REQUIREMENTS> Give as output the line that contains "of the snowy", followed by every remaining line of the entries, unchanged and with nothing added.

---------- WORKING DATA ----------

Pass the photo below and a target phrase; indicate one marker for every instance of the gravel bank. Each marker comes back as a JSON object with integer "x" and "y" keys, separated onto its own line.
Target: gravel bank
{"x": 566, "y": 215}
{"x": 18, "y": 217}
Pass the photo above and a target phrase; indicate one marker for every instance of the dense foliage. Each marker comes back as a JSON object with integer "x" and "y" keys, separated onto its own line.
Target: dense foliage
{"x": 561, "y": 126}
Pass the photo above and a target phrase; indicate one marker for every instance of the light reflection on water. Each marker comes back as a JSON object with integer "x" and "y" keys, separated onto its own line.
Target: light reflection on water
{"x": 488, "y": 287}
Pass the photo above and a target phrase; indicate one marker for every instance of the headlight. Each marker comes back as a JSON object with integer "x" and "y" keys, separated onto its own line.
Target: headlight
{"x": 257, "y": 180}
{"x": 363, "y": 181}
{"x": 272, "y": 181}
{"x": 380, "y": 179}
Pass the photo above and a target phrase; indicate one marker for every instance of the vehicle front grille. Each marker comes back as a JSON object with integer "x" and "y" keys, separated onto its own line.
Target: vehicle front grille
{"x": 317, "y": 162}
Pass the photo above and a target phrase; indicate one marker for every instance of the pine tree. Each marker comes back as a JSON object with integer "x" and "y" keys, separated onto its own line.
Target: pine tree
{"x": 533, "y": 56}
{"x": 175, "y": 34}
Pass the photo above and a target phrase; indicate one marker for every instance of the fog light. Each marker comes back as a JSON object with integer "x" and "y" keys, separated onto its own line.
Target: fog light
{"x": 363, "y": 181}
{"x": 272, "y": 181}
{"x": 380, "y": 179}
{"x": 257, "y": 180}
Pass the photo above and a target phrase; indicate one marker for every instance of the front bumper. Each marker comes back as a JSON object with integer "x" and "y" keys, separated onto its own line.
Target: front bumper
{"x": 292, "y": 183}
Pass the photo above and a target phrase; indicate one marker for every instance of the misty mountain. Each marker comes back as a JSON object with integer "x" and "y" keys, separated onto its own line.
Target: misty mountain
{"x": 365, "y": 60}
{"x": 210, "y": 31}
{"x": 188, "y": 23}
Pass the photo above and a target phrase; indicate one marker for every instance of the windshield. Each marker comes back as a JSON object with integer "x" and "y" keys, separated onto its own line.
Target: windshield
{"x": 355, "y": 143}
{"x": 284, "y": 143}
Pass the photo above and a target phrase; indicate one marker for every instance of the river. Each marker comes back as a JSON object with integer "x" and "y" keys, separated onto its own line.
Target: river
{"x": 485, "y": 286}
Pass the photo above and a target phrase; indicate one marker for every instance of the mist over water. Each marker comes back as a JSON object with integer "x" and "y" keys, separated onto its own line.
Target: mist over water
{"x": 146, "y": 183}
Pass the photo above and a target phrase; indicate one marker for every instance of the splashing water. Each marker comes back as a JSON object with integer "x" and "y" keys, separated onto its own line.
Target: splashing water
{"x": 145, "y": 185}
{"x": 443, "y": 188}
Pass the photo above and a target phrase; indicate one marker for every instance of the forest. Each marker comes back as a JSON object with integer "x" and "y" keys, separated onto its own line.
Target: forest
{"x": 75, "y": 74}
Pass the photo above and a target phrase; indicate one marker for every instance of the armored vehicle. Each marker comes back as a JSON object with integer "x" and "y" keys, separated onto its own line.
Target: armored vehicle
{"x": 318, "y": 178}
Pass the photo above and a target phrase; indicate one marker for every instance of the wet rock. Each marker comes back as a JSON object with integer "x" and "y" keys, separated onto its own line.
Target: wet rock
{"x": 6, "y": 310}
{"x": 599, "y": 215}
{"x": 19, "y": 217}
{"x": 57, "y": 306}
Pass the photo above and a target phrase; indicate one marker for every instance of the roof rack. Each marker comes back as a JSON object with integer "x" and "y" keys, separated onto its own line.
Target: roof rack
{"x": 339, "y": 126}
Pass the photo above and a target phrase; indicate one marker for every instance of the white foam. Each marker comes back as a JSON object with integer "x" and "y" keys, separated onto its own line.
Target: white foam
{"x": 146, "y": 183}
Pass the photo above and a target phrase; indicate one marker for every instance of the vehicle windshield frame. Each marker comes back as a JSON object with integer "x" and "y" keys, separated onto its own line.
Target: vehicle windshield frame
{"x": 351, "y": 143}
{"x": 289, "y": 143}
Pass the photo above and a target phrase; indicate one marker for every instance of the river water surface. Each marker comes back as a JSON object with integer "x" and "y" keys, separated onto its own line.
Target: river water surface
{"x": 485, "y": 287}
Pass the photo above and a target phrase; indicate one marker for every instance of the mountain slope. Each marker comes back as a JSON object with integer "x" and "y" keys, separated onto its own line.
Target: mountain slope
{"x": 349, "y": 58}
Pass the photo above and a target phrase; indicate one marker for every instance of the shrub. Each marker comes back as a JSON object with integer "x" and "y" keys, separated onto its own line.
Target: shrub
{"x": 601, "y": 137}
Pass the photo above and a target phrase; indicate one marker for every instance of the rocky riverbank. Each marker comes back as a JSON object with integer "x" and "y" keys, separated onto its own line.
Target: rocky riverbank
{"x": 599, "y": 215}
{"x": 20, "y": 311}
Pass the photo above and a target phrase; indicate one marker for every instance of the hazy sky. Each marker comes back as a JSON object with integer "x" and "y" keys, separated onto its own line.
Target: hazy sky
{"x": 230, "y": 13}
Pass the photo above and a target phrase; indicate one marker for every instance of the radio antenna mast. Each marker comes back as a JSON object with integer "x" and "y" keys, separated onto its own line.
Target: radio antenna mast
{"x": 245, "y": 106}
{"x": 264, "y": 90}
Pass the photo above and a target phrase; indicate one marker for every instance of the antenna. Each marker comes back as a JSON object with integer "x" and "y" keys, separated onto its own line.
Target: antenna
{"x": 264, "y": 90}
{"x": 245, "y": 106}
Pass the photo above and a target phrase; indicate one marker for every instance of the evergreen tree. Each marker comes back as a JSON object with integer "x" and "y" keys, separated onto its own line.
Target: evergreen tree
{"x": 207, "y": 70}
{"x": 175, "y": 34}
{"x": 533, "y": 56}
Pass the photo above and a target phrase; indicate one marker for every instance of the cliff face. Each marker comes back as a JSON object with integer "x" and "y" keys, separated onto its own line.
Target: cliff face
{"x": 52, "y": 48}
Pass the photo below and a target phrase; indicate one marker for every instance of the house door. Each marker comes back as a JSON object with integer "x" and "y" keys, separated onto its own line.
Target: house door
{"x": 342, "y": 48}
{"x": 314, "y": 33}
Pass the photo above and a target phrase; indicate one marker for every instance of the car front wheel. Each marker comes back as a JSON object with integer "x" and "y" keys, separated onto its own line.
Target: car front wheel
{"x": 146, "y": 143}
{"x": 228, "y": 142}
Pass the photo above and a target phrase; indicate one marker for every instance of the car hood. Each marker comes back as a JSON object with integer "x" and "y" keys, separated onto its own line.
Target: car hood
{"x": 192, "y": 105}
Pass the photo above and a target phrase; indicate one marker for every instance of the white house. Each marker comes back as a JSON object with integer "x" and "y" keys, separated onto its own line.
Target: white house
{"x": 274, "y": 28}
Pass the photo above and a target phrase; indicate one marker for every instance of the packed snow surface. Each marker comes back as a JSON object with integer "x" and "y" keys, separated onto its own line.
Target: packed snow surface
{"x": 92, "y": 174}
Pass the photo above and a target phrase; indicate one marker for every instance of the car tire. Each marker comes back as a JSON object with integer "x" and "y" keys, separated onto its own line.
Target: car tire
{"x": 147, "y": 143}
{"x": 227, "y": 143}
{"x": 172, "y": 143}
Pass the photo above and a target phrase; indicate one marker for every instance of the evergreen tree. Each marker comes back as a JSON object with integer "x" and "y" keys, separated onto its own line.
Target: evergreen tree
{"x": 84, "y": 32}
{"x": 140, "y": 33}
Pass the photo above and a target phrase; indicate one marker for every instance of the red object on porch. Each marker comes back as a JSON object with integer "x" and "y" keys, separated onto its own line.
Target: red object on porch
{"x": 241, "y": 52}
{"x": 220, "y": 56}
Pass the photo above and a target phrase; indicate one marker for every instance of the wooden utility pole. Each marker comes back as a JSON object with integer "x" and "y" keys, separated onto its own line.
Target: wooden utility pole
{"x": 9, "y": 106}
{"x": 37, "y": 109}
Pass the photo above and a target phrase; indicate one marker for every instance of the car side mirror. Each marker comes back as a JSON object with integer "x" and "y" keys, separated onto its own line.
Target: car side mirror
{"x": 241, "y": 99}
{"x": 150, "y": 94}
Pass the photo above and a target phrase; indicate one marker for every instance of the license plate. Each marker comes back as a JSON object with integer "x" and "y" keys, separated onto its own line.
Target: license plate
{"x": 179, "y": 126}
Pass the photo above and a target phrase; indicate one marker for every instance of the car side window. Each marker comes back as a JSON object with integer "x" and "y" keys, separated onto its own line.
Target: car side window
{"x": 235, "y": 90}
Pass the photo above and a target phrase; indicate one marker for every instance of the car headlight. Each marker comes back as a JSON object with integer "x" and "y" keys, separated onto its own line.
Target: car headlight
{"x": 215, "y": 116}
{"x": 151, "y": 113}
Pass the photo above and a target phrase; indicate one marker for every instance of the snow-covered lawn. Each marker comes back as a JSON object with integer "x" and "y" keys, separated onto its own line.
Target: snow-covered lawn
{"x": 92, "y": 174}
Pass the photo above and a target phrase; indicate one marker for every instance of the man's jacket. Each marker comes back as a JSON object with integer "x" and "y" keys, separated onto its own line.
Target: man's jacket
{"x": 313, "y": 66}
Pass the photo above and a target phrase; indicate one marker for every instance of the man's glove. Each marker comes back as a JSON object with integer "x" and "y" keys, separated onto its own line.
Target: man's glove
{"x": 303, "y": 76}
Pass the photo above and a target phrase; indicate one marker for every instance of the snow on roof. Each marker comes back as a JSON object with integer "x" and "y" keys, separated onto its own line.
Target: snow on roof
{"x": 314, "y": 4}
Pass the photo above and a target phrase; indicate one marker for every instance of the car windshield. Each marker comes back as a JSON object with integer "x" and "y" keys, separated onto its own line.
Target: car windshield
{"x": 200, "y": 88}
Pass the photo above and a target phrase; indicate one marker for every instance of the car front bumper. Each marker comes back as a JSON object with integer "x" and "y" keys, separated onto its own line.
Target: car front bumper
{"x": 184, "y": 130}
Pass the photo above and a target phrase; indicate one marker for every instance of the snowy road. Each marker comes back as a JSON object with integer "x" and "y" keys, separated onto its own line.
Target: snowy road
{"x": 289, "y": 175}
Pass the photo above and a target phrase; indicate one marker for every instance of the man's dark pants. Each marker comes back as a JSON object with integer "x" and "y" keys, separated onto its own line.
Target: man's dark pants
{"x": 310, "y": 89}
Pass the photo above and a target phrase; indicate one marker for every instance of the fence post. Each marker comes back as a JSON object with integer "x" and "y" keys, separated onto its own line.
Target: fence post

----------

EXERCISE OUTPUT>
Pass the photo above and a target phrase; indicate one marker for every instance of the snowy road. Each marker comes back as a JSON object with integer "x" and "y" keys, separated onto its own line.
Target: snowy road
{"x": 289, "y": 175}
Pass the photo above and a target phrase; indicate one marker for every instance of the man's dark pants. Each marker comes back as a JSON object with integer "x" and "y" keys, separated onto its own line.
Target: man's dark pants
{"x": 310, "y": 89}
Pass the photo above and a target phrase; indicate one marker for every instance of the fence post. Each marker comes back as a JSON object with integer "x" and "y" keys, separated onto its own line.
Target: fence post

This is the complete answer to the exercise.